* [文書の抜粋]
════════════════════
荻窪周辺ぐるっと散歩 4月30日(土) | 東京散歩道

東京散歩道

「東京お散歩教室」主宰、小島信康が綴る身近な街の素敵発見探訪記。

お散歩ナビゲーター小島信康です。

 

今回は只今開催中の東京お散歩教室「第169回 荻窪周辺ぐるっと散歩」の初日の様子を簡単にご紹介します。

 

出発は荻窪駅北口から。

 

 

まずは、荻窪教会通り商店街をぶらぶら。

 

 

途中、「和菓子 榛名屋」と「手作りパン TAMAYA」に立ち寄って、おやつを調達。

 

おやつを調達後、天沼弁天池公園へ。

 

 

天沼弁天池公園は、杉並区天沼3丁目にある、平成19年(2007)に開園した区立公園。

元々は、近くにある天沼八幡神社の境外地で、敷地内には自然の湧水を湛えた天沼弁天池がありました。

天沼弁天池は、天沼の地名の由来ともされている池で、池の中央には弁財天を祀った島があり、池の水は桃園川の水源の一つとして、流域の農民にとって重要な役割を果たしていたことから、大正時代半ば頃まで、雨乞いの行事も行なわれていました。

しかし、付近の宅地化とともに、池の湧水は涸渇(※)。

昭和50年(1975)、一帯は西武鉄道に売却され、西武ゴルフ研修所となりました。
════════════════════
ポイント指定とラベル付けのエントリ

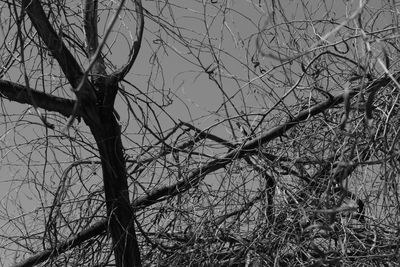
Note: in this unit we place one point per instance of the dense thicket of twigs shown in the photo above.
(255, 133)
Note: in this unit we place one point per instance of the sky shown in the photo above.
(197, 99)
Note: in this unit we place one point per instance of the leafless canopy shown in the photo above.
(191, 133)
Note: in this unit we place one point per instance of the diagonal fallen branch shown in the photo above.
(193, 179)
════════════════════
* [作業項目]
**1.** 荻窪周辺の散歩記事では、天沼弁天池公園は何年に開園したとされていますか。
**2.** 荻窪周辺の散歩記事を最後の文の後から引き継ぎ、続きを書いてください。

* [作業ごとの結果]
**1.** 平成19年(2007)に開園しました。

**2.**
その後、平成19年(2007)に杉並区に売却され、広場と杉並区立郷土博物館分館などが造られました。
※現在の池は公園になる以前、人工的に造られた池を残したもので、井戸水を利用しています。

 

続いて、杉並区立郷土博物館分館へ。

 

 

杉並区立郷土博物館分館は、天沼弁天池公園の開園と同時にオープンした博物館。

2棟の建物が離れて設けられており、西棟1階展示室では、区民の参画による展示が継続的に行なわれ、2階では企画展(※)や大宮1丁目にある本館との巡回企画展などが催されます。

また、ウッドデッキがある東棟1階は休憩スペースで、各種イベントにも使われます。

※今回見学したのは、6月5日(日)まで開催している『郊外住宅地 杉並の成り立ち -杉並の同潤会・団地・住宅地-』(実施団体:杉並たてもの応援団)。

この企画は区内の住宅開発の歴史を振り返るパネル展。

モダンなアパートで有名な同潤会は、関東大震災被災者の仮設住宅、庶民向け長屋やサラリーマン向け戸建て住宅地を区内で手掛けており、また戦後、現UR都市機構による阿佐ヶ谷団地、荻窪団地などは、高度成長期の住宅難に応えて建設されました。

それら住宅地の形成からみた杉並を紹介しています。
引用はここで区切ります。